[Task description]
Copy every line between the lines holding "Provide the mask of every instance of the snow" and "76 82 L 104", inclusive, and shift each outline coordinate in them by adding 70 to it. Leave the picture out.

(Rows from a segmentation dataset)
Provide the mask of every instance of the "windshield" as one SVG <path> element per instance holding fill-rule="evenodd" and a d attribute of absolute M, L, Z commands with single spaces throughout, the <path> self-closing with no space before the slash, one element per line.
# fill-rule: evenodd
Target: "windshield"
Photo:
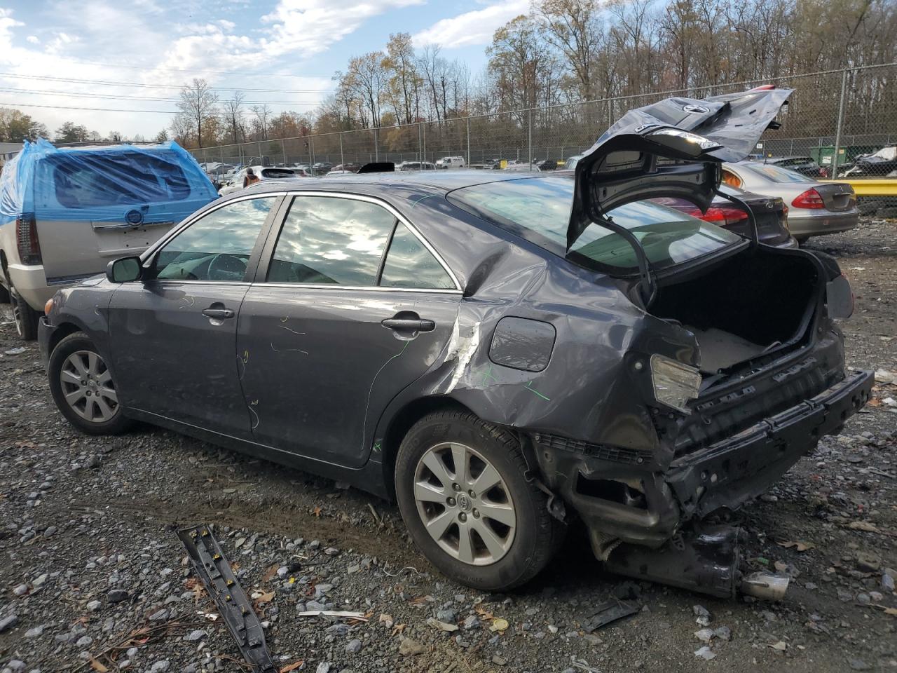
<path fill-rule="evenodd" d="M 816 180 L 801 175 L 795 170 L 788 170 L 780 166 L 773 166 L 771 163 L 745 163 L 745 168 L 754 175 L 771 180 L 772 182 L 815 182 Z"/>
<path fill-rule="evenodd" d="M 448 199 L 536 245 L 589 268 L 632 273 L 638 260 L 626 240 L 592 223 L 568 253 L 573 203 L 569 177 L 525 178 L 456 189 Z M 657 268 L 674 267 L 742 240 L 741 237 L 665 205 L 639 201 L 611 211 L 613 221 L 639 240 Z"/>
==
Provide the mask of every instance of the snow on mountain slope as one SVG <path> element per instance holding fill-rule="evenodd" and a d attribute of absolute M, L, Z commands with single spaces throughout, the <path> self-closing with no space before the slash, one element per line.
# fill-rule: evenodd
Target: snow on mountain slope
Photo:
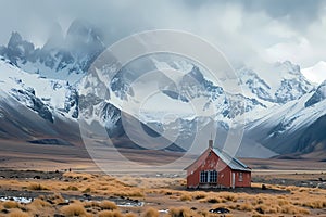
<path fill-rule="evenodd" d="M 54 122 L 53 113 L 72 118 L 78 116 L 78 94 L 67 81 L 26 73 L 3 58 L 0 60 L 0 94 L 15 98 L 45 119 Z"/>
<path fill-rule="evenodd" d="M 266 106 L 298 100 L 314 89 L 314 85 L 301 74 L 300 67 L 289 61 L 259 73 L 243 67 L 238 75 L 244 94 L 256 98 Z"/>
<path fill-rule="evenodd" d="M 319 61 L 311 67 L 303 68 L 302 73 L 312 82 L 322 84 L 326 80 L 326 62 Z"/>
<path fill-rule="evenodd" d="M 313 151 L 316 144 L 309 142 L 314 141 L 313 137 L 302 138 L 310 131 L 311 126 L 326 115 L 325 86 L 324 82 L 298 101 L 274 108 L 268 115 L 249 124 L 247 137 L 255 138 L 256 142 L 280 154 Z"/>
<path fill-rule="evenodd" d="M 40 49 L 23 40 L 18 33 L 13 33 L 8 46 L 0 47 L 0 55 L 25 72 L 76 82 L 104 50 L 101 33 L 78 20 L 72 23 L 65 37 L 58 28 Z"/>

[Finished exercise]
Provide the mask of every instance of the snow on mountain slope as one SVG <path> element per instance holding fill-rule="evenodd" and a d attribute of absolute M, L, Z commands with single spaces throughout, the <path> self-closing with no space before the slash, one element per line.
# fill-rule: evenodd
Target: snow on mountain slope
Photo:
<path fill-rule="evenodd" d="M 124 192 L 123 183 L 142 188 L 148 186 L 148 164 L 137 151 L 96 143 L 73 128 L 70 130 L 70 164 L 85 168 L 115 189 Z"/>
<path fill-rule="evenodd" d="M 336 176 L 368 170 L 384 159 L 384 155 L 371 144 L 370 137 L 359 131 L 329 143 L 313 137 L 308 145 L 314 164 L 326 168 Z"/>
<path fill-rule="evenodd" d="M 389 131 L 381 137 L 373 138 L 372 143 L 382 152 L 392 154 L 396 150 L 396 132 Z"/>
<path fill-rule="evenodd" d="M 383 221 L 386 214 L 379 212 L 384 211 L 383 207 L 372 208 L 380 201 L 381 196 L 396 185 L 395 156 L 394 152 L 368 171 L 344 178 L 338 185 L 319 194 L 317 207 L 325 208 L 326 212 L 350 224 Z"/>
<path fill-rule="evenodd" d="M 110 119 L 93 110 L 88 103 L 83 103 L 78 116 L 70 117 L 70 125 L 95 142 L 146 152 L 174 120 L 171 103 L 148 90 L 142 93 L 135 107 L 128 98 Z"/>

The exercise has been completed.